▸ **Job**
Extract each line in the records below that contains the string "Target".
— start —
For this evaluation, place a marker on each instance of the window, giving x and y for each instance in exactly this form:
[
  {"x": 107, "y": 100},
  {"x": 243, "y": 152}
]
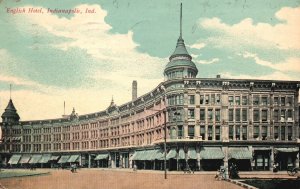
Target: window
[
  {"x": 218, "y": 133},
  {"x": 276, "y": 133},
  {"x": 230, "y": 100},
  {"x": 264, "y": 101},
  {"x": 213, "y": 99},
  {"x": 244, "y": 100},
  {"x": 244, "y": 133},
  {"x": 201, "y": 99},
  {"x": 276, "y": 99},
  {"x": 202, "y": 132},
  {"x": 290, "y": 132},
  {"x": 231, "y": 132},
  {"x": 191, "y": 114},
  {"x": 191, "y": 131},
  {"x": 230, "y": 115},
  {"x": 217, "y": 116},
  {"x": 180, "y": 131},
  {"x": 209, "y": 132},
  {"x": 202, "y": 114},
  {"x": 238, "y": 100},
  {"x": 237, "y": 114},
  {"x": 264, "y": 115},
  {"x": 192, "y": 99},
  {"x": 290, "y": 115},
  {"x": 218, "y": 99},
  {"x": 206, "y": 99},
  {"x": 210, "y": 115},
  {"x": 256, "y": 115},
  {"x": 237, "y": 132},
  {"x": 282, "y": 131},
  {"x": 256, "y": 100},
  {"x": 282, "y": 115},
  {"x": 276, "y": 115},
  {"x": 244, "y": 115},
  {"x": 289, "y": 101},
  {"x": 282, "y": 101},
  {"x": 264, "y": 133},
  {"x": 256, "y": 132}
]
— end —
— start —
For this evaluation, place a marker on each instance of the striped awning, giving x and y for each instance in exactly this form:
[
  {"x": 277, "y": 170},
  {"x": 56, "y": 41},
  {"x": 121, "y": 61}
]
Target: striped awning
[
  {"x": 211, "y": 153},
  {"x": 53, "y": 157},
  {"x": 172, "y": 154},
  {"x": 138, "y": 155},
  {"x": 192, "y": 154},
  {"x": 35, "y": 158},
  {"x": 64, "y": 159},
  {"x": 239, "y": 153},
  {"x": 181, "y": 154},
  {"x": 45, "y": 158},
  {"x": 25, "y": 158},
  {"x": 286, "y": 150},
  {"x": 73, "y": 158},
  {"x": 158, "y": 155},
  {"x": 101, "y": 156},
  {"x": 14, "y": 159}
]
— end —
▸ **Correct output**
Target: window
Target: striped awning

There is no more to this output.